I. The Riddle of the Sphinx
time limit per test
1 second
memory limit per test
256 megabytes
standard input
standard output
What walks on four feet in the morning, two in the afternoon, and three at night?

This is an interactive problem. This problem doesn't support hacks.

Sphinx's duty is to guard the city of Thebes by making sure that no unworthy traveler crosses its gates. Only the ones who answer her riddle timely and correctly (or get an acc for short) are allowed to pass. As of those who fail, no one heard of them ever again...

So you don't have a choice but to solve the riddle. Sphinx has an array $$$a_1, a_2, \ldots, a_n$$$ of nonnegative integers strictly smaller than $$$2^b$$$ and asked you to find the maximum value among its elements. Of course, she will not show you the array, but she will give you $$$n$$$ and $$$b$$$. As it is impossible to answer this riddle blindly, you can ask her some questions. For given $$$i, y$$$, she'll answer you whether $$$a_i$$$ is bigger than $$$y$$$. As sphinxes are not very patient, you can ask at most $$$3 \cdot (n + b) $$$ such questions.

Although cunning, sphinxes are honest. Even though the array can change between your queries, answers to the previously asked questions will remain valid.


The first line contains two integers $$$n$$$ and $$$b$$$ ($$$1 \leq n, b \leq 200$$$). The remaining parts of the input will be given throughout the interaction process.


In each round your program must output a single line with an integer $$$i$$$ ($$$0 \leq i \leq n$$$) and a binary string of length exactly $$$b$$$ denoting the binary representation of $$$y$$$ (most significant bit first).

If $$$i > 0$$$, this line encodes the question: Is $$$a_i$$$ bigger than $$$y$$$?. There should be at most $$$3 \cdot (n+b)$$$ such lines; after each of them, the interactor will print yes or no in a single line.

RECORDED INFORMATION:

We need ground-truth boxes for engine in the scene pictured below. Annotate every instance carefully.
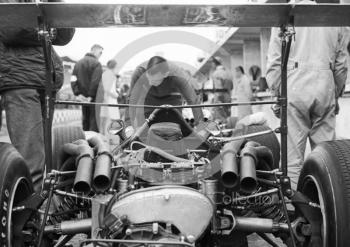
[111,186,214,242]
[45,110,288,246]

DESCRIPTION OF THE TASK: The problem statement opens with a riddle. List each time of day it names, with the number of feet given for that time.

SOLUTION:
Morning: four feet
Afternoon: two feet
Night: three feet